Text provided:
----------

Otis Crandall Davis (born July 12, 1932) is a former American athlete, winner of two gold medals for record-breaking performances in both the 400 m and 4 × 400 m relay at the 1960 Summer Olympics. Davis set a new world record of 44.9 seconds in the 400 m event, and he became the first man to break the 45-second barrier.

Early life
Otis Crandall Davis was born in Tuscaloosa, Alabama on July 12, 1932. He is black and Native American. He served four years in the United States Air Force, during the Korean War.

Career

College athletics
Following the Air Force, Davis attended the University of Oregon on a basketball scholarship, hoping to one day becoming a professional. One day in 1958 while observing athletes running on the track with a friend, Davis, who had never run before, nor attended schools in his youth with sports programs other than basketball and football, decided that he could beat the athletes he saw on the track. He approached track coach Bill Bowerman, who would later become the founding father of the Nike, Inc., and asked to join the track team. Bowerman, who needed high jumpers, had Davis try his hand at that event. Among Davis' first attempts at the high jump, he jumped 6–0. Recalls Davis, "I had no form. I had no style. I just jumped." He also hit 23–0 in the long jump with little effort, though Davis was flustered by the sprinting events, relating "I didn't even know how to get in the starting blocks". In his first competitive event, Bowerman entered Davis in the 220-yard dash and the 440-yard dash in the Pacific Coast Conference championships, both of which Davis won, missing the school record by two tenths of a second in the latter event.

According to Davis, Bowerman made the first pair of Nike shoes for him, contradicting the claim that they were made for Phil Knight. Says Davis, "I told Tom Brokaw that I was the first. I don't care what all the billionaires say. Bill Bowerman made the first pair of shoes for me. People don't believe me. In fact, I didn't like the way they felt on my feet. There was no support and they were too tight. But I saw Bowerman make them from the waffle iron, and they were mine."

In 1960, Davis was competing on a national level for the Oregon Ducks, and was poised to becoming a national AAU champion in the 440-yard run.

Olympic career

The same year, at the age of 28, Davis made the U.S. Olympic team. He ran his fastest time to date one week before participating in the 1960 Summer Olympics in Rome as one of the oldest members of the track team, where he was nicknamed "Pops" by his teammates. According to Davis, "I was still learning how to turn with the staggered starts and all. I was still learning the strategy involved. I was still learning how to run in the lanes."

----------

Data excerpts:

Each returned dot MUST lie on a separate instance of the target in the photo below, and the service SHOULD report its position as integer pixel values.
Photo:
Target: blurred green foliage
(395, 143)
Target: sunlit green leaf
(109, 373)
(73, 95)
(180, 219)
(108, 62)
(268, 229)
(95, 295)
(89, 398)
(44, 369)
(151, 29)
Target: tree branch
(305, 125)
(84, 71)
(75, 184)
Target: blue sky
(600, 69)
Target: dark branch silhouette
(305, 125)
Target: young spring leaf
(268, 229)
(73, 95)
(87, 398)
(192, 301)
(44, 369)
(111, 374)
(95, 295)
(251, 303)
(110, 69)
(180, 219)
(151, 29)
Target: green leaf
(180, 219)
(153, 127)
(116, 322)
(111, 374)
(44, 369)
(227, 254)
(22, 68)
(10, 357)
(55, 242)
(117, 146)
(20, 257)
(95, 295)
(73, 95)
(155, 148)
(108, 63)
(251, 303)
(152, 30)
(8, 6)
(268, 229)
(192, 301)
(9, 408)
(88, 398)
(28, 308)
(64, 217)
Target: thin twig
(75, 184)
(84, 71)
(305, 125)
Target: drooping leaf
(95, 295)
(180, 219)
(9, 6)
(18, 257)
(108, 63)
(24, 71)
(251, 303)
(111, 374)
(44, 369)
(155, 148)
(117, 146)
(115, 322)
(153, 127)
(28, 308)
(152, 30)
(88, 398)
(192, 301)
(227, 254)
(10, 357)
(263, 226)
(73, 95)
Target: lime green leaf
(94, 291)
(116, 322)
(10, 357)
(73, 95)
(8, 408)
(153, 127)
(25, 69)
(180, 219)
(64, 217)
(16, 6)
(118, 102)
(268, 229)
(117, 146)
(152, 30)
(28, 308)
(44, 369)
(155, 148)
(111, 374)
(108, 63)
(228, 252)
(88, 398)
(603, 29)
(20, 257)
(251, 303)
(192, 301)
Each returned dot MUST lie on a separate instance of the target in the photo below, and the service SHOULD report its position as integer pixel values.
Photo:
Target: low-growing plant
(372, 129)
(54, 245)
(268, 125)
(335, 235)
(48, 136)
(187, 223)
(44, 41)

----------

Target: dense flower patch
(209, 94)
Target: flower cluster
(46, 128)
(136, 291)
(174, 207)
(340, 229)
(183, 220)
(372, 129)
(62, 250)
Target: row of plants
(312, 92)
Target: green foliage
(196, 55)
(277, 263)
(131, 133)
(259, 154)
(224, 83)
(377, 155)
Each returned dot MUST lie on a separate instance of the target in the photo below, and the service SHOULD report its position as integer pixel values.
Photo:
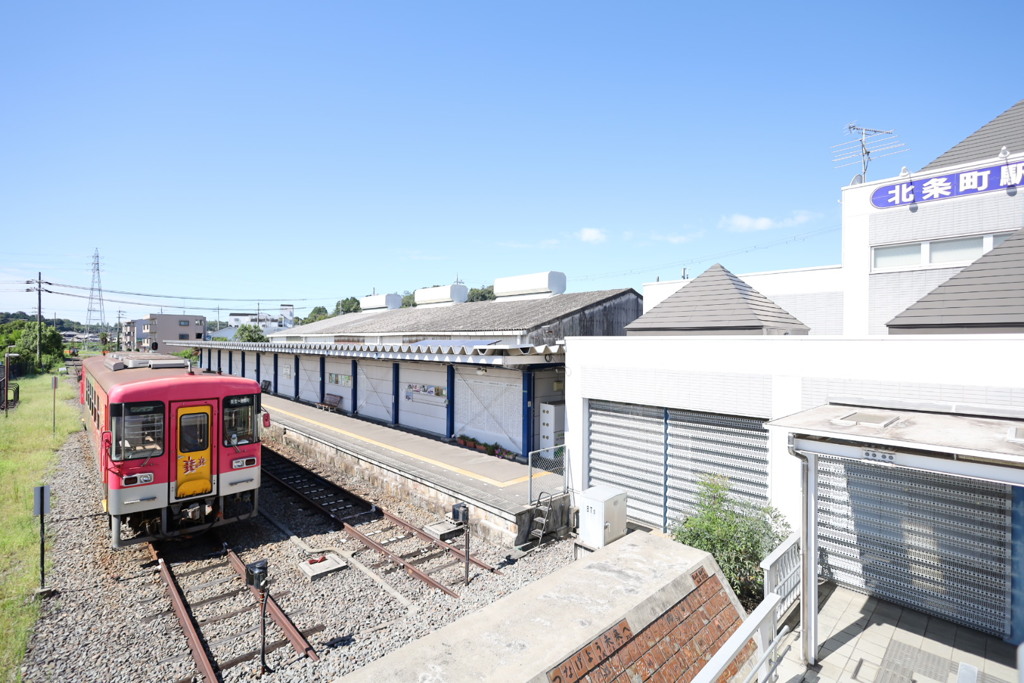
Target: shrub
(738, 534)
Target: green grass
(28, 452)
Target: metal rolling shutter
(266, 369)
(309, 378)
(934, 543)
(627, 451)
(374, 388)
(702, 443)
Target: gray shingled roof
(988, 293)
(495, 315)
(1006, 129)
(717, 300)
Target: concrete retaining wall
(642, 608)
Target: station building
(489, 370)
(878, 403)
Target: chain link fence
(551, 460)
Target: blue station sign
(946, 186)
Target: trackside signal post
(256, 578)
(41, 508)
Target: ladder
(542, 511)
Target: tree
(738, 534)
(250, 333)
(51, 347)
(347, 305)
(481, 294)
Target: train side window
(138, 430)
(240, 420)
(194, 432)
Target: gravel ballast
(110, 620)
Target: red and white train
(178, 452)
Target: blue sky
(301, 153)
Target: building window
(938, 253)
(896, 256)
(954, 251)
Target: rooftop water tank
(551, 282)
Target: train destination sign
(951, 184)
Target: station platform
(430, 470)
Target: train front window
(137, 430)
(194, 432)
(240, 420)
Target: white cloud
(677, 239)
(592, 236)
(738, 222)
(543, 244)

----------

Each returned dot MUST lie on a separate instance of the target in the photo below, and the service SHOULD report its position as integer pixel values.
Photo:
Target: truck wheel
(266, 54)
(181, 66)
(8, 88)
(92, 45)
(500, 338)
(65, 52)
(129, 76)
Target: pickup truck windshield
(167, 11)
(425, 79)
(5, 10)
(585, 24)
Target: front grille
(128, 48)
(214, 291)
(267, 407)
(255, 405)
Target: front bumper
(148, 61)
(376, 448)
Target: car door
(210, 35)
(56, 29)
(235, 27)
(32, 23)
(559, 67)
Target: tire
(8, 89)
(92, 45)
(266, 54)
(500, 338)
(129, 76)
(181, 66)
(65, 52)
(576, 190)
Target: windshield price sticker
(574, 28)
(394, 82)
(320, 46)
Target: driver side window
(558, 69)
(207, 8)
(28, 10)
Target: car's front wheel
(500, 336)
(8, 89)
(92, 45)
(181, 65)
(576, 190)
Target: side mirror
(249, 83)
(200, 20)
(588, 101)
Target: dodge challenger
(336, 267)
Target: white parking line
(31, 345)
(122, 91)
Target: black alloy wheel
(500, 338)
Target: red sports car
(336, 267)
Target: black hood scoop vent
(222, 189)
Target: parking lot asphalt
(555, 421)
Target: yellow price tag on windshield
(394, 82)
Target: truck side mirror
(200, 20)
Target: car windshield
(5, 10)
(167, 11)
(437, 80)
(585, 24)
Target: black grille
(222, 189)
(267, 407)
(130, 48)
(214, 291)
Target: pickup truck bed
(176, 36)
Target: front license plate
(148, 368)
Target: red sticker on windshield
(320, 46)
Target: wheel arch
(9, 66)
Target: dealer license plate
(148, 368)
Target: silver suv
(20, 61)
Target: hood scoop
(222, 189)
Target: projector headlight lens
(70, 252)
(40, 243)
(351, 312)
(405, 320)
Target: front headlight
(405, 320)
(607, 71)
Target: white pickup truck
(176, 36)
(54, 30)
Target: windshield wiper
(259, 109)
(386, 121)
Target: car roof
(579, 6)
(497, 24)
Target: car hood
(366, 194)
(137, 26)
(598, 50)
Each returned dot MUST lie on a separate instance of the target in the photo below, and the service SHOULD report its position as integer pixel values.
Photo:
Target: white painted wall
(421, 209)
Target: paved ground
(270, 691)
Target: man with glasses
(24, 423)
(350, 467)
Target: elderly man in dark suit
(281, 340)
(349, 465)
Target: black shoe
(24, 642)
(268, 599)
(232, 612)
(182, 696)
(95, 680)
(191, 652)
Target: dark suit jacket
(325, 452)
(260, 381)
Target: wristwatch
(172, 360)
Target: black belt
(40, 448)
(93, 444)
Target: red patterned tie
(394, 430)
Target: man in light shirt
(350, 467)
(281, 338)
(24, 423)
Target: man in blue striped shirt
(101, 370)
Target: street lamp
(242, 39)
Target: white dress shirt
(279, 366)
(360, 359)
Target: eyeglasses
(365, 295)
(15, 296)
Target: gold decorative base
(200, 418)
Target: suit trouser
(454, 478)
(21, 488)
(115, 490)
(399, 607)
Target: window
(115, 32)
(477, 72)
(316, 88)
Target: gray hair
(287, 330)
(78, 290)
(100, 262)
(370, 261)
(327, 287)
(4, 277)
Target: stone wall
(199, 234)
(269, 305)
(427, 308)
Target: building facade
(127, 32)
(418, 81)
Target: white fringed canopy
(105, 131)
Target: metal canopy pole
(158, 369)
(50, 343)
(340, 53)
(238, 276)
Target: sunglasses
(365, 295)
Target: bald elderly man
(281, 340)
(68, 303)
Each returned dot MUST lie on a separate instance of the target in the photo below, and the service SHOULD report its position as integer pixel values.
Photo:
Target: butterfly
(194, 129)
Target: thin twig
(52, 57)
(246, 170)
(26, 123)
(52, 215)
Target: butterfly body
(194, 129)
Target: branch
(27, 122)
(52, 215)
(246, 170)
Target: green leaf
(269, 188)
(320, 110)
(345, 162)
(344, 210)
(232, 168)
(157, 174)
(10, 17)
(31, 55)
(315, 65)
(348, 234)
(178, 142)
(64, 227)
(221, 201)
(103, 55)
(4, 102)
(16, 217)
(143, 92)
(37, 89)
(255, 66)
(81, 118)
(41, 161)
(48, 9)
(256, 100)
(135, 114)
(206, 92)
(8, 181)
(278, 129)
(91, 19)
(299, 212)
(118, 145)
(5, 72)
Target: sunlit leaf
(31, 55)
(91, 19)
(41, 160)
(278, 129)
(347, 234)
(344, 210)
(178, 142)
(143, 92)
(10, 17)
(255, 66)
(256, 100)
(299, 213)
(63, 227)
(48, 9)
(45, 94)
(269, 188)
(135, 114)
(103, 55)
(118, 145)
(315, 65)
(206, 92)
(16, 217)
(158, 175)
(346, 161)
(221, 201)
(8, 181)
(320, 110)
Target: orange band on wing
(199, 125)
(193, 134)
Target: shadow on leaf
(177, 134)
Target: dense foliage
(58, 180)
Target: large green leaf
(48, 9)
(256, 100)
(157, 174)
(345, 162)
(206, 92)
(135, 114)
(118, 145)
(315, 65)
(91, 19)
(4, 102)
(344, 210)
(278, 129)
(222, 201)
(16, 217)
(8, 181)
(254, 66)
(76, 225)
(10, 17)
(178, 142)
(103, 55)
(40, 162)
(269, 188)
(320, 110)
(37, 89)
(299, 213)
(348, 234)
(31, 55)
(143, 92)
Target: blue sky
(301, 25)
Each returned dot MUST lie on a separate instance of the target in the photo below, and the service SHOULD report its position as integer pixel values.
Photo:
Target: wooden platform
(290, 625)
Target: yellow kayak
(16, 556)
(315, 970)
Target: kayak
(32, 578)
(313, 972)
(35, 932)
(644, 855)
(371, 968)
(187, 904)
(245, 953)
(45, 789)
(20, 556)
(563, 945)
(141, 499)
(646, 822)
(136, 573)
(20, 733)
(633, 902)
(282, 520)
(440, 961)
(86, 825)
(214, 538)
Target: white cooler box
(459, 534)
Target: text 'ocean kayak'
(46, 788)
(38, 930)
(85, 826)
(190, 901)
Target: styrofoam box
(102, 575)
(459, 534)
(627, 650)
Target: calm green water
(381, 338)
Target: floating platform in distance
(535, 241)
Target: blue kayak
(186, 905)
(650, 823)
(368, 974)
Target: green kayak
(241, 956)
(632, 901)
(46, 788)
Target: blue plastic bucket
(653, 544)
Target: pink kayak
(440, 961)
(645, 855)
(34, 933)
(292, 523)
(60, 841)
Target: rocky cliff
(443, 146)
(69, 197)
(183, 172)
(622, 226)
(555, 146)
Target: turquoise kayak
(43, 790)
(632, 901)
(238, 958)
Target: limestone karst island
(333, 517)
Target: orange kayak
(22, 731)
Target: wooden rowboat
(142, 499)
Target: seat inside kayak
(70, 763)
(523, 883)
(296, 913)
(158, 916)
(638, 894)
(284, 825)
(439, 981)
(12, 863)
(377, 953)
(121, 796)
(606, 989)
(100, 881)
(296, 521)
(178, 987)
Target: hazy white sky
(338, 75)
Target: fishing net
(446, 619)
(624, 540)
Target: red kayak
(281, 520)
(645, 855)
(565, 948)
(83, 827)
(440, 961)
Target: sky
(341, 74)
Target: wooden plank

----------

Requests:
**1)** In the text on Otis Davis, name every person mentioned other than Davis himself.
**2)** From the text on Otis Davis, transcribe the passage starting with "Otis Crandall Davis (born" and going on through "the Korean War.".

Answers to the problems:
**1)** Bill Bowerman, Phil Knight, Tom Brokaw

**2)**
Otis Crandall Davis (born July 12, 1932) is a former American athlete, winner of two gold medals for record-breaking performances in both the 400 m and 4 × 400 m relay at the 1960 Summer Olympics. Davis set a new world record of 44.9 seconds in the 400 m event, and he became the first man to break the 45-second barrier.

Early life
Otis Crandall Davis was born in Tuscaloosa, Alabama on July 12, 1932. He is black and Native American. He served four years in the United States Air Force, during the Korean War.